● What you are asked to do
Copy out the listing from the line containing "It would be wonderful if you could pinpoint the grass" through the line containing "37;219;449;600", putting "locate" wherever "pinpoint" appears. Leave everything else in those lines the same, and give back only those lines.

● Data for this task
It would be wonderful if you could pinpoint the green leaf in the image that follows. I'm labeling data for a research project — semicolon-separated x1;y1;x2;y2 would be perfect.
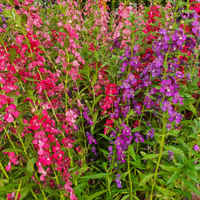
24;133;33;148
180;177;200;195
92;73;97;85
76;165;89;173
9;48;17;62
155;186;176;197
167;172;180;184
27;158;37;172
174;189;192;198
21;14;28;24
67;64;72;72
25;37;31;49
99;149;109;155
20;184;35;200
73;183;87;194
189;102;197;116
142;153;159;160
94;94;104;106
87;189;108;200
25;78;40;82
128;145;136;161
139;174;154;186
121;194;130;200
0;37;5;47
3;149;23;153
79;173;109;180
160;165;180;172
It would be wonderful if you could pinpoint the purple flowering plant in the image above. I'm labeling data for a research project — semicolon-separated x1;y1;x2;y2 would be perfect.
0;0;200;200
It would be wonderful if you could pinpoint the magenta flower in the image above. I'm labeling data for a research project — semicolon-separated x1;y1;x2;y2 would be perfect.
4;104;19;123
193;144;199;151
160;79;174;96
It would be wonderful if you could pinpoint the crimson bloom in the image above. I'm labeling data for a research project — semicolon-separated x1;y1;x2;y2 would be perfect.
4;104;19;123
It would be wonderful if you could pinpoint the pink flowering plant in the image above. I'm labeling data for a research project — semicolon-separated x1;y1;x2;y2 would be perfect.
0;0;200;200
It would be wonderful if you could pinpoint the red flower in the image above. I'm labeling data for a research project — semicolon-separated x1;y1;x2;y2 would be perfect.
4;104;19;123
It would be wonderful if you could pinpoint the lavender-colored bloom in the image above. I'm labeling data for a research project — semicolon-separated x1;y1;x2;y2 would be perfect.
181;13;190;19
92;147;97;156
176;71;183;79
160;79;174;96
127;73;137;85
168;110;183;124
187;73;191;83
129;56;140;67
3;24;7;29
120;80;131;89
162;100;173;111
133;105;142;115
87;135;97;144
147;128;155;139
166;122;172;131
172;92;183;105
134;132;145;143
192;21;200;36
185;37;196;48
144;96;154;108
167;151;174;160
142;75;152;87
160;28;167;35
193;144;199;151
122;124;131;136
168;58;179;71
172;28;187;45
121;105;130;117
115;174;122;188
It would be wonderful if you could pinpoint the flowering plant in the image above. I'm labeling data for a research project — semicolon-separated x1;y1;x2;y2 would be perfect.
0;0;200;200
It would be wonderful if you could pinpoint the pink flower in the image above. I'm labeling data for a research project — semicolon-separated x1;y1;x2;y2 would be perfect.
4;104;19;123
28;116;43;131
7;192;21;200
5;162;11;171
39;149;52;166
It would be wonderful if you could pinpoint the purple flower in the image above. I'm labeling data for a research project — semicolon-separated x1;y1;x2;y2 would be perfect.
147;128;155;139
127;73;137;85
185;37;196;48
144;96;154;108
160;79;174;96
134;132;145;143
172;28;187;45
92;147;97;156
122;124;131;136
120;80;131;89
193;144;199;151
133;105;142;115
167;151;174;160
181;13;190;19
160;28;167;35
162;100;173;111
115;174;122;188
176;71;183;79
129;56;140;67
172;92;183;105
166;122;172;131
168;110;183;124
192;21;200;36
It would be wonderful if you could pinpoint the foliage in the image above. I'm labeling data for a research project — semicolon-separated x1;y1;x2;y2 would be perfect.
0;0;200;200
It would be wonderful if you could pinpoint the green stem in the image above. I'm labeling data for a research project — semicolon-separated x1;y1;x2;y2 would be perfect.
150;117;166;200
15;181;22;200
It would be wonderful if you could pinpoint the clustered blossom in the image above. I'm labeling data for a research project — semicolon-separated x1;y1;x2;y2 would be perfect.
109;124;133;163
115;174;122;188
85;132;97;156
4;152;19;171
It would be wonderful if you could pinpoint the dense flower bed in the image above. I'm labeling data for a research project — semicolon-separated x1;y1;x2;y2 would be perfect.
0;0;200;200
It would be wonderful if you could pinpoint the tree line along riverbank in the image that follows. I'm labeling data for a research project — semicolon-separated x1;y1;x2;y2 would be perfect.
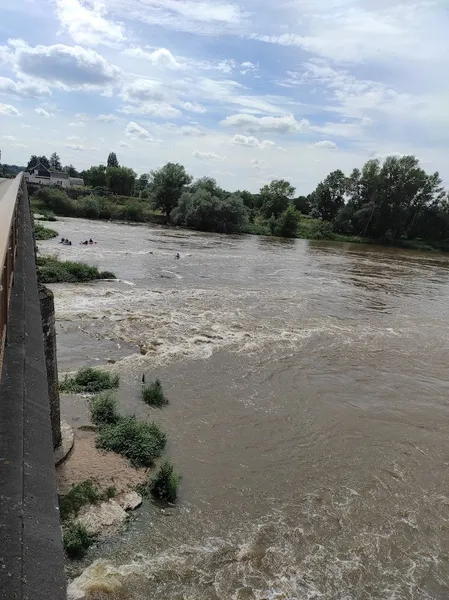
28;156;449;250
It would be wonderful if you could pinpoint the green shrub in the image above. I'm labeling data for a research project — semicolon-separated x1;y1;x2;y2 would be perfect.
62;522;95;559
89;392;120;427
277;204;301;237
59;367;120;394
97;415;167;467
142;379;168;407
150;460;181;503
105;485;117;500
32;186;76;217
59;479;103;521
99;271;116;279
34;210;58;223
36;256;115;283
34;223;58;240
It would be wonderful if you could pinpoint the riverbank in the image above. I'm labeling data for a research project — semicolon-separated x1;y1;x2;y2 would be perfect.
32;199;449;252
40;219;449;600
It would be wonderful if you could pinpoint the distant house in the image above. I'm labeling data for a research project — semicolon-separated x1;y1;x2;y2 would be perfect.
25;163;84;188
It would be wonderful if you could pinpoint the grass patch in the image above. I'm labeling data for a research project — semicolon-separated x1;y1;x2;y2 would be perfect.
59;367;120;394
97;415;167;467
89;392;120;427
59;479;104;521
34;223;59;240
142;379;168;407
36;256;115;283
62;521;96;559
150;460;181;503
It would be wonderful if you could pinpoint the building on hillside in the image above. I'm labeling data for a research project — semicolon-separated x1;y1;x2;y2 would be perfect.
25;163;84;188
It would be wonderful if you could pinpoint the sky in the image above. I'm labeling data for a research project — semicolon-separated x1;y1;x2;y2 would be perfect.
0;0;449;194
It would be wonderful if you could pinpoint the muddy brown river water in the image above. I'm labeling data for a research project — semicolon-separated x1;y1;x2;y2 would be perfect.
37;219;449;600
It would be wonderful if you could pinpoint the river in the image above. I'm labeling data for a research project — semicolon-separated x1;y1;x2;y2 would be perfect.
40;219;449;600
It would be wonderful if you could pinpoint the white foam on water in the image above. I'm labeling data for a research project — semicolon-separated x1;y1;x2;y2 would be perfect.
68;500;443;600
50;282;406;372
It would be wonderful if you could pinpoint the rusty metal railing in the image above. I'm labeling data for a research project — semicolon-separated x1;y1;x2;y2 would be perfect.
0;173;23;374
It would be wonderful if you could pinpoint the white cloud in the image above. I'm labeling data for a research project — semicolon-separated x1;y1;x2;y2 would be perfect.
0;103;20;117
9;40;121;89
179;125;206;137
65;144;85;152
97;115;117;123
121;79;168;103
125;121;153;142
0;77;51;98
120;102;181;119
108;0;245;35
313;140;337;150
192;150;221;160
56;0;125;46
179;102;207;114
240;61;259;75
251;159;268;171
124;48;182;70
34;107;55;119
251;0;445;65
231;133;276;148
221;114;310;134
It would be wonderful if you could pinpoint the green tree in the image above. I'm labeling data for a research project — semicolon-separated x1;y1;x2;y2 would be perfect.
277;204;301;237
372;156;445;239
107;152;120;167
260;179;295;218
50;152;62;171
293;196;310;215
106;167;136;196
26;154;39;171
37;155;51;170
82;165;106;187
310;170;347;221
136;173;150;192
150;163;192;217
171;187;248;233
63;165;80;177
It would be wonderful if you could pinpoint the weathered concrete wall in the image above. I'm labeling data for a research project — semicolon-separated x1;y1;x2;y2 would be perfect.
0;183;66;600
39;285;61;448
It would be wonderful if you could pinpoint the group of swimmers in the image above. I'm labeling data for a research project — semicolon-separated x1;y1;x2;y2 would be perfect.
59;238;97;246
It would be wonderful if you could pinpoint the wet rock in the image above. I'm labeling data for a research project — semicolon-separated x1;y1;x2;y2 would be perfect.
77;500;128;535
116;492;142;510
67;560;125;600
236;587;255;600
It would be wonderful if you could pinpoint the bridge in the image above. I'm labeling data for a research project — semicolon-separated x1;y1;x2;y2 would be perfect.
0;173;66;600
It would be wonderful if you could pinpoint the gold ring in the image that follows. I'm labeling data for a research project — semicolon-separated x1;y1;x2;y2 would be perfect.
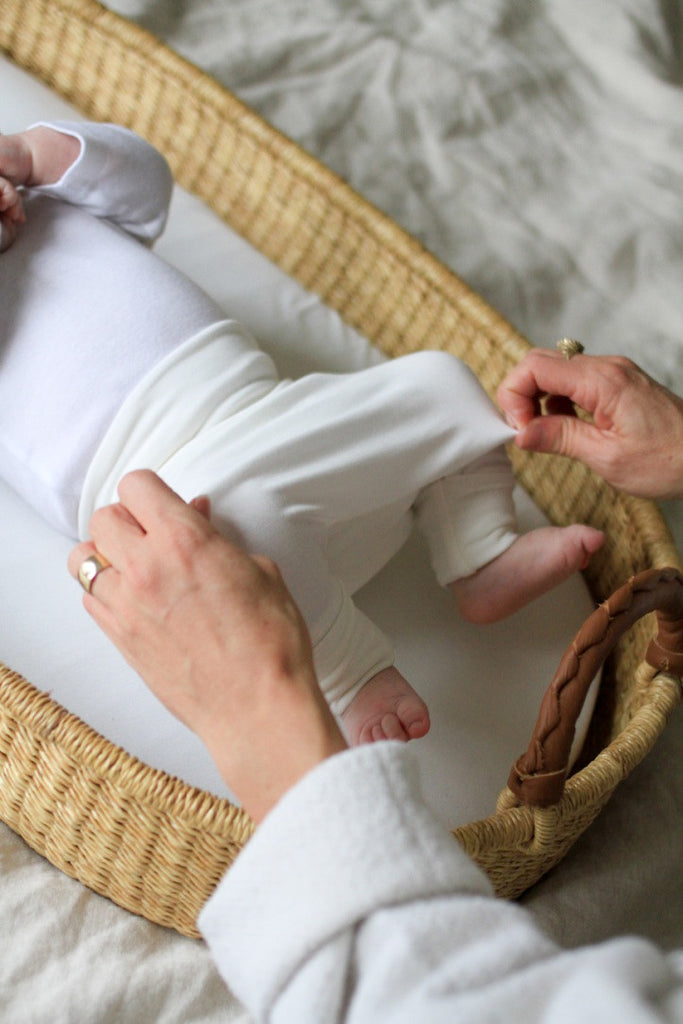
78;553;112;594
557;338;585;359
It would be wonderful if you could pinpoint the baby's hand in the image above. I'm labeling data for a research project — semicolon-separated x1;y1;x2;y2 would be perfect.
0;177;26;253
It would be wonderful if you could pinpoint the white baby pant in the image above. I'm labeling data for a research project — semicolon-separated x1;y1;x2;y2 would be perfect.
0;117;515;711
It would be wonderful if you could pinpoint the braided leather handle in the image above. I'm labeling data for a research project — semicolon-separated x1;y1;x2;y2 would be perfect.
508;568;683;807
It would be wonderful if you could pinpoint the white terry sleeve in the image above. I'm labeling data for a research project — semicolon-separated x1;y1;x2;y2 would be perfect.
199;742;683;1024
32;121;173;243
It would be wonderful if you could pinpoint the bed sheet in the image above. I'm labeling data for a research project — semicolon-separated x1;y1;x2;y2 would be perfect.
0;0;683;1022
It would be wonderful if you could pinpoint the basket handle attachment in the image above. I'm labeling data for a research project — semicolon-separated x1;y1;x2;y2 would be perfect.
508;568;683;807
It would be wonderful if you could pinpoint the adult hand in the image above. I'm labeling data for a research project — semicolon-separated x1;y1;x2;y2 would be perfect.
498;349;683;499
69;470;346;821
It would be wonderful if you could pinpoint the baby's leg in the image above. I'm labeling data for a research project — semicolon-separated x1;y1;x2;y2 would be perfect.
418;449;604;623
341;666;429;746
449;524;604;624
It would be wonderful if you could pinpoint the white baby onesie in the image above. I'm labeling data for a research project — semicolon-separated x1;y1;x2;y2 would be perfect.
0;124;515;712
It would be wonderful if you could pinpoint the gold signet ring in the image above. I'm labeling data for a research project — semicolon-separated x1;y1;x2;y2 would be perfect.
557;338;585;359
78;554;112;594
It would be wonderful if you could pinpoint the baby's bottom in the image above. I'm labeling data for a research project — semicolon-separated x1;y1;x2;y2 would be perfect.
81;352;524;733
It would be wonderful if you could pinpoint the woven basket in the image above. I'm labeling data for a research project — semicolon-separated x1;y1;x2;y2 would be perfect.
0;0;683;936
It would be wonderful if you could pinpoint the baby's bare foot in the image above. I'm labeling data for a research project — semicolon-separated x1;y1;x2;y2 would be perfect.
342;668;429;746
450;524;605;623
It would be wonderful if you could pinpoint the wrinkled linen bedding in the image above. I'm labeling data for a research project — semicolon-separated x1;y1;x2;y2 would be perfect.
0;0;683;1024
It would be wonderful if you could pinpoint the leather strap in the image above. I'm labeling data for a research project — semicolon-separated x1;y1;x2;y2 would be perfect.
508;568;683;807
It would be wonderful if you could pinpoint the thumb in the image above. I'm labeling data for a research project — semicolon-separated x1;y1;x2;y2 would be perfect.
189;495;211;519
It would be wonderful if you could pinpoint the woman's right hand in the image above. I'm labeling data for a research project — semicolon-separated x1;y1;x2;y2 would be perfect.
498;349;683;499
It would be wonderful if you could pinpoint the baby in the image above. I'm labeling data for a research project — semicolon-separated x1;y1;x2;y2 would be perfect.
0;122;603;743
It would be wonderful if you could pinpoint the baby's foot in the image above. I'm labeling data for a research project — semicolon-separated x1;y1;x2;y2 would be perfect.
450;524;605;623
342;668;429;746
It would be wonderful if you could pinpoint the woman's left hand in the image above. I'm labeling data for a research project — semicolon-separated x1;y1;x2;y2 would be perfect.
69;470;346;820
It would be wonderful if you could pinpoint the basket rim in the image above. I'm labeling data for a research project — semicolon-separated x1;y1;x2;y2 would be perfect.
0;0;678;934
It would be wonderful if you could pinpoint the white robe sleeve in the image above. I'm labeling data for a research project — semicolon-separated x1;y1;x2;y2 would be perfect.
32;121;173;244
200;742;683;1024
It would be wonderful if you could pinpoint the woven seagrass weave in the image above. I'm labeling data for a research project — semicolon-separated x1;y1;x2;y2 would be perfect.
0;0;680;935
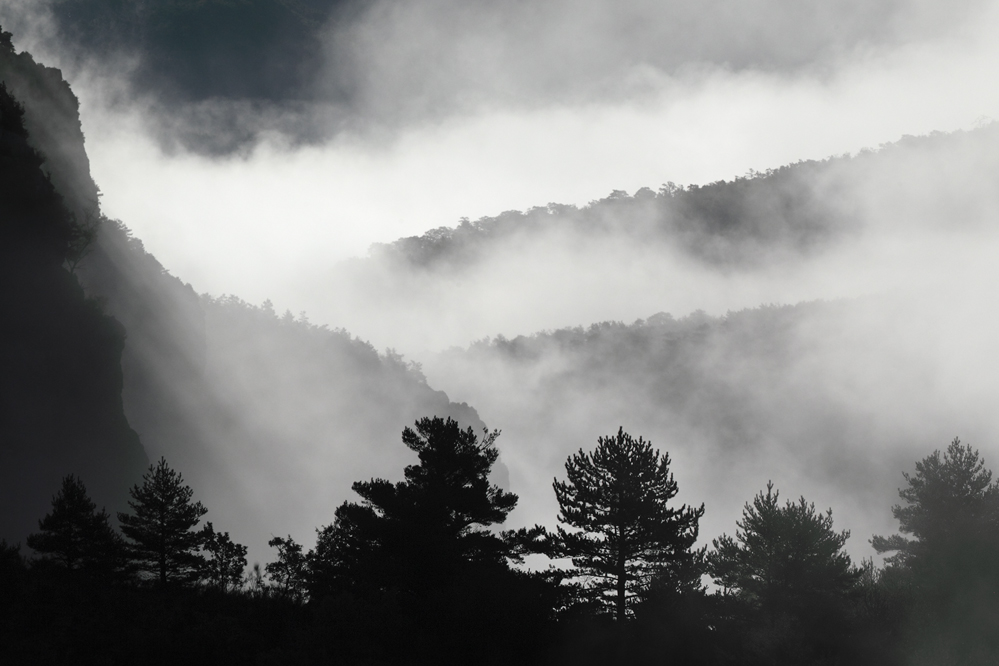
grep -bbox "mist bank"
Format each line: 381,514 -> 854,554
0,0 -> 990,156
302,124 -> 999,358
0,33 -> 484,559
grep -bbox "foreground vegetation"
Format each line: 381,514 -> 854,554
0,417 -> 999,664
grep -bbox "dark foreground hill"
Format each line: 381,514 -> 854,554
0,33 -> 147,540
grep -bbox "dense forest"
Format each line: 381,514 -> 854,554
0,417 -> 999,665
0,14 -> 999,665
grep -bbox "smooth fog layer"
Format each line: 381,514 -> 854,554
8,3 -> 999,557
7,0 -> 999,308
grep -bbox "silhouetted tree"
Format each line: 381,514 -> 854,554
316,417 -> 517,590
554,428 -> 704,620
264,535 -> 309,601
708,483 -> 861,663
118,458 -> 208,586
27,474 -> 124,576
201,521 -> 246,592
871,438 -> 999,664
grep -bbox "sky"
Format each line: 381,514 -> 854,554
0,0 -> 999,557
8,0 -> 999,325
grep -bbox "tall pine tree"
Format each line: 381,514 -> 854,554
118,458 -> 208,586
554,428 -> 704,620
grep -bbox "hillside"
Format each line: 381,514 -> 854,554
0,28 -> 482,558
0,59 -> 147,542
424,294 -> 999,560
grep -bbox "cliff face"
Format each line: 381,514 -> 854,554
0,46 -> 147,542
0,27 -> 484,557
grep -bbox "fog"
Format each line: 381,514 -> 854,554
0,0 -> 999,558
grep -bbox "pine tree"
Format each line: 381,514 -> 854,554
871,438 -> 999,664
554,428 -> 704,621
118,458 -> 208,586
311,417 -> 517,593
708,483 -> 860,610
201,521 -> 246,592
27,474 -> 123,576
264,535 -> 311,602
707,483 -> 861,664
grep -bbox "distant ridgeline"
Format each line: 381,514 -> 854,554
370,123 -> 999,271
0,27 -> 483,543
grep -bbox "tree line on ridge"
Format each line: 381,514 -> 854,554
0,417 -> 999,664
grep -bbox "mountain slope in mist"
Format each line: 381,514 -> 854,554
424,294 -> 999,559
310,124 -> 999,357
0,33 -> 483,557
0,59 -> 147,543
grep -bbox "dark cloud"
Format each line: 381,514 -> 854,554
13,0 -> 981,154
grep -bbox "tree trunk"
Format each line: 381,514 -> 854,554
617,527 -> 627,622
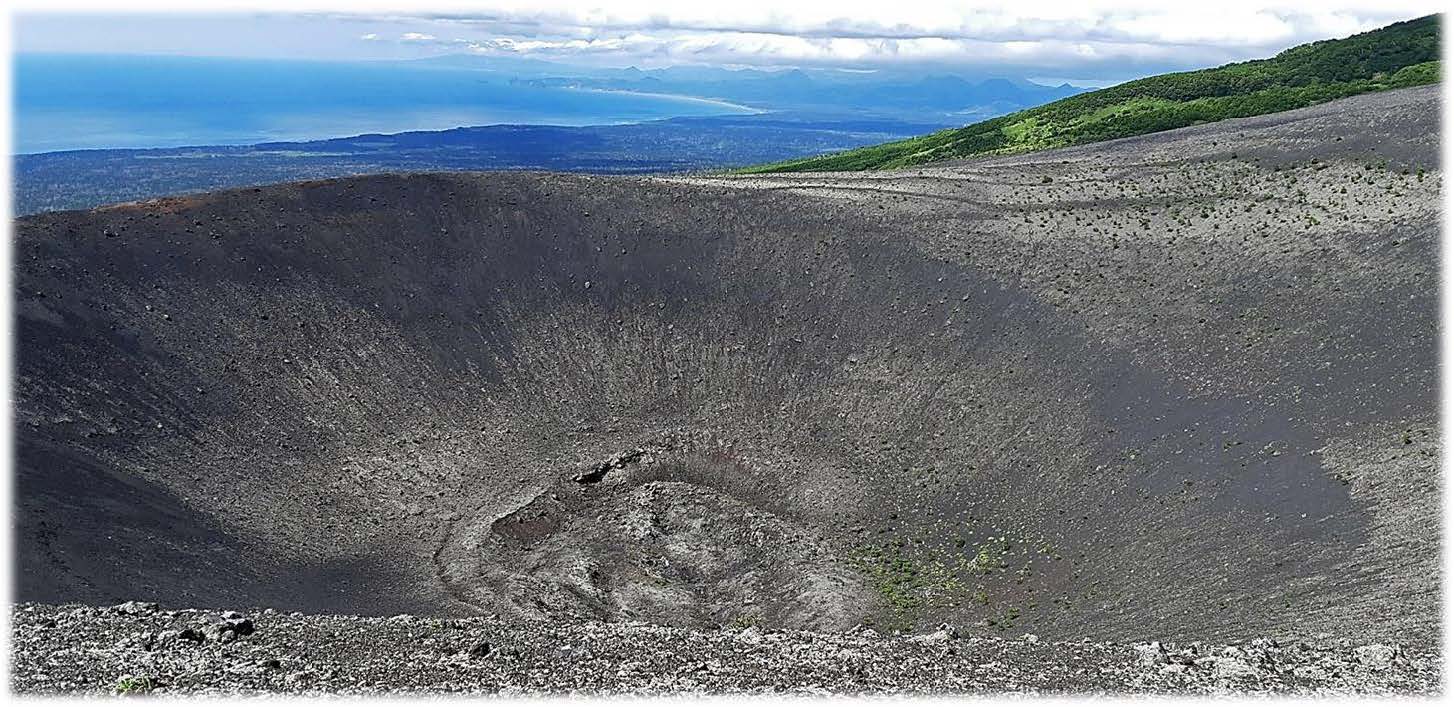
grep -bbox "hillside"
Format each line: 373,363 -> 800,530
739,15 -> 1441,173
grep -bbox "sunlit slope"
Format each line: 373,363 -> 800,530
739,15 -> 1441,173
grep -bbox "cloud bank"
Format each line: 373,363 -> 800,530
343,0 -> 1438,76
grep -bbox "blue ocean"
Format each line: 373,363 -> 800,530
13,54 -> 749,154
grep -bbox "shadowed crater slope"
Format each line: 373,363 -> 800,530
15,89 -> 1441,640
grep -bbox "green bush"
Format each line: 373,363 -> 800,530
737,15 -> 1441,173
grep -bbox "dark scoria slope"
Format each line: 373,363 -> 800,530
15,89 -> 1441,643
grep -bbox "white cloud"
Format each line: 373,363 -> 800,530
340,0 -> 1439,76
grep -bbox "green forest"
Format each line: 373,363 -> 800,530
737,15 -> 1441,173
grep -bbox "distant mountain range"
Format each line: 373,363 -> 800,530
13,113 -> 944,214
742,15 -> 1441,173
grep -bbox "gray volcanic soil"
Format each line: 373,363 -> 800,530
15,87 -> 1441,691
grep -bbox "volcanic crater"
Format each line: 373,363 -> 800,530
15,87 -> 1441,642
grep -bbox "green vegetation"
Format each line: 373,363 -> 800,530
852,541 -> 967,623
849,535 -> 1060,630
739,15 -> 1439,173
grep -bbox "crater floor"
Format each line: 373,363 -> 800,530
15,87 -> 1442,692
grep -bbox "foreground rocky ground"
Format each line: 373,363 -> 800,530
12,602 -> 1442,695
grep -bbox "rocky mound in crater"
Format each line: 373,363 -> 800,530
15,89 -> 1441,666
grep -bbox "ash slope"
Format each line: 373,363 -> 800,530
16,89 -> 1441,646
10,602 -> 1441,697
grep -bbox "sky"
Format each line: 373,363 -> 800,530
13,0 -> 1441,84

● Response for this exercise
It would be wonderful if you could locate the grass patch in the image above. I'm labeling data for a research project — semicolon-separated x1;y1;x2;y2 would be perfect.
59;367;120;394
97;415;167;467
89;392;120;427
59;479;104;521
34;223;59;240
142;379;168;407
36;256;115;283
62;521;96;559
150;460;181;503
It would be wonderful if you could locate the building on hillside in the image above. I'm labeling data for a research project — semicolon-separated x1;y1;x2;y2 would be perfect.
25;163;84;188
It would be wonderful if you could locate the sky in the image above. I'm labeling data for a research project — semicolon-separated x1;y1;x2;y2 would be perfect.
0;0;449;194
It would be wonderful if you could locate the muddy brown river water in the image above. I'm labeling data for a research project — semicolon-separated x1;y1;x2;y2 would be perfect.
37;219;449;600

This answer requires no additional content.